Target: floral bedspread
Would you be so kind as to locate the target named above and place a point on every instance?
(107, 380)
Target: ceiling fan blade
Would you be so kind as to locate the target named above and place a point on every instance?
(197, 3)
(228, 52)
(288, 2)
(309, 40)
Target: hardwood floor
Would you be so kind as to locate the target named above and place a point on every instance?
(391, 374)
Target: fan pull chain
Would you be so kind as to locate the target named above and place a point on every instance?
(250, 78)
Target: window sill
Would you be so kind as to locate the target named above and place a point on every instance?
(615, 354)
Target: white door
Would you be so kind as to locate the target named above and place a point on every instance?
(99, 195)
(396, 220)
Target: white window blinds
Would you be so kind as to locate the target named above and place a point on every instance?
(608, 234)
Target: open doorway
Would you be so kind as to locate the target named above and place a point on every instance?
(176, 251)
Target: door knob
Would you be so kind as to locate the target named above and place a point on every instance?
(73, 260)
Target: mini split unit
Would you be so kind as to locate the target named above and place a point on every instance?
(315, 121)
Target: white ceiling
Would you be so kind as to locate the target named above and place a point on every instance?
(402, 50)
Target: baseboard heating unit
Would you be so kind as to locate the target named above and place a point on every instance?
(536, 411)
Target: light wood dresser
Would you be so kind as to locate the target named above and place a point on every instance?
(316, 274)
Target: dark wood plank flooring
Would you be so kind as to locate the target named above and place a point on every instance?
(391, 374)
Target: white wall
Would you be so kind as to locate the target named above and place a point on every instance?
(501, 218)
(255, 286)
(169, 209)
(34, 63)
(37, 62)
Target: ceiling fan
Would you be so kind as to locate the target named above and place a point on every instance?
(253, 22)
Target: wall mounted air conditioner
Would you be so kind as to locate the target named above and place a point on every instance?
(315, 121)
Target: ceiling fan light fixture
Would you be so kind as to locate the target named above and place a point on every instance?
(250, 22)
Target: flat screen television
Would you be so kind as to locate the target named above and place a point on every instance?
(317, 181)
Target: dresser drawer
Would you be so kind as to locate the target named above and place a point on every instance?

··········

◆ **What to do**
From the listing above, output exactly the run of lines that starts with the line containing "Target: baseboard heating unit" and ends with the line containing "Target: ceiling fan light fixture".

◆ **Answer section**
Target: baseboard heating unit
Would you be so kind as to locate the target named above and place a point on every instance?
(536, 411)
Target: light wood dresser
Would you be so kind as to locate the target named above and place a point on every instance?
(316, 274)
Target: dark wood plank flooring
Would you be so kind as to locate the target named above and place a point on every instance?
(391, 374)
Target: white wall
Would you be so kind as to locate the target named above and place a point on every instance?
(501, 218)
(255, 286)
(169, 209)
(34, 63)
(37, 62)
Target: ceiling fan
Would you be so kind as to locate the target named above and place a point on every instance?
(253, 22)
Target: wall mounted air conditioner
Would you be so kind as to locate the target named above and place a point on every instance?
(315, 121)
Target: ceiling fan light fixture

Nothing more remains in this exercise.